Every word of every entry must be retyped exactly.

[Stored items]
▬▬▬▬▬▬

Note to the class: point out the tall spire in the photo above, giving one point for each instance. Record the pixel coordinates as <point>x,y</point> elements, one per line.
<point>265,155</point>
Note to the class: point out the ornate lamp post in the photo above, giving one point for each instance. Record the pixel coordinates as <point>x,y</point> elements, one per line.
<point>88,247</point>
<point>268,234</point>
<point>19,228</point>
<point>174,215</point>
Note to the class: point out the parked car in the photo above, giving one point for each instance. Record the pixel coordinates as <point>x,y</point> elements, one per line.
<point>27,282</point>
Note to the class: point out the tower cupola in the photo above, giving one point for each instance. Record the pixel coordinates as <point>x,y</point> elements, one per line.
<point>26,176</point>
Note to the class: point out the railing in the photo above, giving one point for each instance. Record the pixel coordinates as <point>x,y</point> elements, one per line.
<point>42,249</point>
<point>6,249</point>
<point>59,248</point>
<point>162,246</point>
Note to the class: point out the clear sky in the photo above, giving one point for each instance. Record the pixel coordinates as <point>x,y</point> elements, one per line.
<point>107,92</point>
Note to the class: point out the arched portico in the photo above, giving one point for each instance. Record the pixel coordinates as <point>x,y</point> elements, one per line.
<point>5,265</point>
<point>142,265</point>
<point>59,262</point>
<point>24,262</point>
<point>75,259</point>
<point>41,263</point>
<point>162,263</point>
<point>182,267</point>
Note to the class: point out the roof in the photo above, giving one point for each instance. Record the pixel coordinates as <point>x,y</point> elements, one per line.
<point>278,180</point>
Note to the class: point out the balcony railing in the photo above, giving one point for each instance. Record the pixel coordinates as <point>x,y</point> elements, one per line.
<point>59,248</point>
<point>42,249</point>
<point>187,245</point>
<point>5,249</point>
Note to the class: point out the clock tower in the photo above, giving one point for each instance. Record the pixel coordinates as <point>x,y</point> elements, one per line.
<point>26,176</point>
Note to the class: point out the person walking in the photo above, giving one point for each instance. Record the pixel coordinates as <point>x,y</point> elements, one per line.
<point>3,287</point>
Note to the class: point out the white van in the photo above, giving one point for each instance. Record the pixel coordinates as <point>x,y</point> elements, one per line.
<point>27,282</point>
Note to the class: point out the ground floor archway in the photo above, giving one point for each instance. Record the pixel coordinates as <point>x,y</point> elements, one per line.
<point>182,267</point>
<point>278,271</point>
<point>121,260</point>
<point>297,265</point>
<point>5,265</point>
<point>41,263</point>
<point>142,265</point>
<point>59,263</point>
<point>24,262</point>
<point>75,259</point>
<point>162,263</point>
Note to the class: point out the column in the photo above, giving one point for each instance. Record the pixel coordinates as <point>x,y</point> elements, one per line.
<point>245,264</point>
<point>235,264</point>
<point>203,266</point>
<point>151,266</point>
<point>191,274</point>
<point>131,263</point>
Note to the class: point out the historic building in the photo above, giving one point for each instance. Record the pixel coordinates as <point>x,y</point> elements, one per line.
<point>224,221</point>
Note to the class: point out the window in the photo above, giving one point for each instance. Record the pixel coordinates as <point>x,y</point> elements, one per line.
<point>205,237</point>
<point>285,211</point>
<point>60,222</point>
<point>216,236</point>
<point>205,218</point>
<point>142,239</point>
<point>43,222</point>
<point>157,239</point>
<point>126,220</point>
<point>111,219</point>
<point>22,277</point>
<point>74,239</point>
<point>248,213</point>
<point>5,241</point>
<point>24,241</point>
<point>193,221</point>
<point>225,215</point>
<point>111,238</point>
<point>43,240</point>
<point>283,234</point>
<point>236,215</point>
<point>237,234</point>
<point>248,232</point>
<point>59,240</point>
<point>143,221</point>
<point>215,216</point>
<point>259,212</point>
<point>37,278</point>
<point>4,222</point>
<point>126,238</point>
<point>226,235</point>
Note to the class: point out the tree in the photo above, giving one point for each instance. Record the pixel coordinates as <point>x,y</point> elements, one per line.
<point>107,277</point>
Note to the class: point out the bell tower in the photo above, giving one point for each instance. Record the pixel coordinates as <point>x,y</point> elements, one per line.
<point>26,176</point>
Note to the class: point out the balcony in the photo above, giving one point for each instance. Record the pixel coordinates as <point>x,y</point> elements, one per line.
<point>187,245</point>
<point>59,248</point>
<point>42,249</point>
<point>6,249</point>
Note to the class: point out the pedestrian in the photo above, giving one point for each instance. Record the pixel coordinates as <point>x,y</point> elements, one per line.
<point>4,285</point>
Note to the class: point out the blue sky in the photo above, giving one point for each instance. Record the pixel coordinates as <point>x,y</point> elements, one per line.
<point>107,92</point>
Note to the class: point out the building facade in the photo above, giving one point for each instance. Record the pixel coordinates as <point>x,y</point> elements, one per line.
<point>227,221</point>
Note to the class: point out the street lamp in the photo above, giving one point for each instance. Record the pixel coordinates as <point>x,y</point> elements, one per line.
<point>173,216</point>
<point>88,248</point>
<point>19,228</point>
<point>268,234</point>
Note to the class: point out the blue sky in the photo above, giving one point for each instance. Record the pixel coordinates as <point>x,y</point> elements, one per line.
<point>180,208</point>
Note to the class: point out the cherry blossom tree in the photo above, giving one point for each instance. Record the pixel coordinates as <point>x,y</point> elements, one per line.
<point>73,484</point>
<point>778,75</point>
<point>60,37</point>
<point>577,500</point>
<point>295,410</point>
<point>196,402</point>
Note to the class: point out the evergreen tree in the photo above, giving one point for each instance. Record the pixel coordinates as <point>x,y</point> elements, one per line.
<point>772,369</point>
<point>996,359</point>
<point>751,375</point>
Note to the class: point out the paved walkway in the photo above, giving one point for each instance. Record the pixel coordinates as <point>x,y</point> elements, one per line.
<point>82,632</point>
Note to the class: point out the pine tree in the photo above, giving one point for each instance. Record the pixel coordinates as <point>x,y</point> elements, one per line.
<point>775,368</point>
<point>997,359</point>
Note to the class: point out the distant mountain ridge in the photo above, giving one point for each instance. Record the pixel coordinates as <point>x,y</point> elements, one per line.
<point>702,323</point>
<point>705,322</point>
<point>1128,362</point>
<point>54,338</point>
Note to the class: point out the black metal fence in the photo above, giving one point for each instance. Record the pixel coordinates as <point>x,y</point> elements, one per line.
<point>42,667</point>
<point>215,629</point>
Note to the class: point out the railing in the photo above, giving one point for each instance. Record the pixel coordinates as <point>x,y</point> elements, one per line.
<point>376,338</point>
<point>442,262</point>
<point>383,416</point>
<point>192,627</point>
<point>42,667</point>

▬▬▬▬▬▬

**The answer:**
Note to the class: point out the tall spire in the photo above, giving one point for each instance. Record the pixel coordinates as <point>x,y</point> elements, one per line.
<point>265,155</point>
Note to the class: point out the ornate lamp post in the photo above, giving one point for each instance. Record the pixel coordinates as <point>x,y</point> elements, one per line.
<point>88,247</point>
<point>268,234</point>
<point>19,228</point>
<point>174,215</point>
Note to the class: point out the parked car in the photo above, giving one point for each instance. Record the pixel coordinates as <point>x,y</point> elements, one per line.
<point>27,282</point>
Note to the class: point out the tower cupola in the photo above, giving one point for each instance. Record the pixel coordinates as <point>x,y</point> elements, one per line.
<point>26,176</point>
Note to the class: point out the railing in the photo above, giving one point for each instance. Record the pixel coordinates as <point>x,y</point> elements, one per line.
<point>42,249</point>
<point>6,249</point>
<point>59,248</point>
<point>162,246</point>
Note to the class: point out the clear sky in the photo above, giving one point for each instance. Record the pixel coordinates as <point>x,y</point> elements, one per line.
<point>107,92</point>
Note to the class: point out the arched portico in the photo above, giving one point for each instance. Record the pixel coordinates as <point>x,y</point> elements, one per line.
<point>5,265</point>
<point>142,265</point>
<point>59,262</point>
<point>24,262</point>
<point>75,259</point>
<point>41,263</point>
<point>162,263</point>
<point>182,267</point>
Note to the class: point out the roof in the photo above, giving one point for each instance. Record the pixel coordinates as <point>x,y</point> elements, one per line.
<point>278,180</point>
Note to the class: point out the balcony railing in the photo above, giving one point for each instance. Record the pixel coordinates as <point>x,y</point> elements, one per line.
<point>59,248</point>
<point>42,249</point>
<point>187,245</point>
<point>5,249</point>
Note to the class: point out the clock tower in the photo above, giving one point for each instance. Record the pixel coordinates as <point>x,y</point> elements, one per line.
<point>26,176</point>
Note to the class: point out the person walking in the photo above, giving one point for each instance. Record the pixel coordinates as <point>x,y</point> elements, one per line.
<point>3,287</point>
Note to the class: point out the white van in the photo above, giving one point for each instance. Record the pixel coordinates as <point>x,y</point> elements, one per line.
<point>27,282</point>
Note to the class: point out the ground floor archway in the photo above, giving one point for each instance. Record the pixel coordinates as <point>x,y</point> elements, one per line.
<point>182,267</point>
<point>278,271</point>
<point>121,260</point>
<point>297,265</point>
<point>5,265</point>
<point>41,263</point>
<point>142,265</point>
<point>59,263</point>
<point>24,262</point>
<point>75,259</point>
<point>162,263</point>
Note to the class: point out the column in the photo above, giving one point for each instance. Record the pixel coordinates as <point>x,y</point> elements, one per line.
<point>245,264</point>
<point>235,264</point>
<point>203,266</point>
<point>151,266</point>
<point>191,274</point>
<point>131,263</point>
Note to the class: point out the historic building in the photo above, giving one point for each instance. Record the pixel coordinates as <point>x,y</point> elements, one per line.
<point>224,221</point>
Note to the class: point out the window in the photo above, giving one point for each instance. Record the pixel coordinates as <point>x,y</point> elements, one per line.
<point>205,237</point>
<point>285,211</point>
<point>60,222</point>
<point>216,236</point>
<point>205,218</point>
<point>142,239</point>
<point>43,222</point>
<point>157,239</point>
<point>126,220</point>
<point>111,219</point>
<point>22,277</point>
<point>74,239</point>
<point>248,213</point>
<point>5,241</point>
<point>24,241</point>
<point>193,221</point>
<point>225,215</point>
<point>111,238</point>
<point>43,240</point>
<point>283,234</point>
<point>236,215</point>
<point>237,234</point>
<point>248,232</point>
<point>59,240</point>
<point>143,221</point>
<point>215,216</point>
<point>259,212</point>
<point>37,278</point>
<point>4,222</point>
<point>126,238</point>
<point>226,235</point>
Note to the class: point out the tree in the photo above, giving one point for each instance. Record the pixel coordinates as <point>x,y</point> elements, one per line.
<point>107,277</point>
Note to the class: point out the bell tower in the photo above, giving one point for each instance. Record the pixel coordinates as <point>x,y</point> elements, one per line.
<point>26,176</point>
Note to the class: point out the balcony in the photo above, giving one point for each instance. Record the pixel coordinates as <point>x,y</point> elements, one per line.
<point>187,245</point>
<point>59,248</point>
<point>42,249</point>
<point>6,249</point>
Note to the class: point out the pedestrian in the photo above, giving one point for each instance. Record the pixel coordinates as <point>x,y</point> elements, one per line.
<point>4,285</point>
Note to the class: point out the blue sky in the photo above, giving one point for each instance. Record the pixel coordinates as <point>x,y</point> elements, one per line.
<point>107,92</point>
Note to the class: point out the building facade in the photo above, giving one point for each instance. Record the pixel coordinates as <point>x,y</point> elements, one per line.
<point>227,221</point>
Note to the class: point out the street lamp in the photo above, giving one point for each instance. Record the pixel coordinates as <point>x,y</point> elements, one per line.
<point>173,216</point>
<point>88,248</point>
<point>19,228</point>
<point>268,234</point>
Note to the class: point out the blue sky in the photo above, giving one point for each instance. Record the pixel coordinates as <point>x,y</point> elements, one per line.
<point>180,208</point>
Note to the class: point out the cherry blossom tree in the photo above, giving one point for each instance. Record the pixel coordinates as <point>x,y</point> elements, one per line.
<point>73,484</point>
<point>778,75</point>
<point>60,37</point>
<point>577,500</point>
<point>295,410</point>
<point>196,402</point>
Note to the class: point out the evergreen tree in the photo above, giving one point for each instance. Record the pixel coordinates as <point>x,y</point> elements, one per line.
<point>772,369</point>
<point>996,359</point>
<point>751,375</point>
Note to the class: point out the paved walkway in the photo above, giving one point for each instance. Record the pixel coordinates as <point>x,y</point> elements, one per line.
<point>82,632</point>
Note to the class: point out the pine tree in the photo above, giving one point for each instance. Record the pixel coordinates as <point>x,y</point> elements, one per line.
<point>775,368</point>
<point>997,359</point>
Note to the class: point out the distant mountain ridge in the photo above, giving one point for each instance. Record the pixel coordinates as <point>x,y</point> elements, one per line.
<point>702,323</point>
<point>705,322</point>
<point>1128,362</point>
<point>54,338</point>
Note to the class: point out the black metal fence in the photo above, giving one point for each instance. Record the pixel coordinates as <point>x,y</point> elements, one per line.
<point>42,667</point>
<point>215,629</point>
Note to the class: point out the railing in the photo above, giving one point for each instance. Record the pixel coordinates as <point>x,y</point> elements, one per line.
<point>376,338</point>
<point>442,262</point>
<point>383,416</point>
<point>192,627</point>
<point>42,667</point>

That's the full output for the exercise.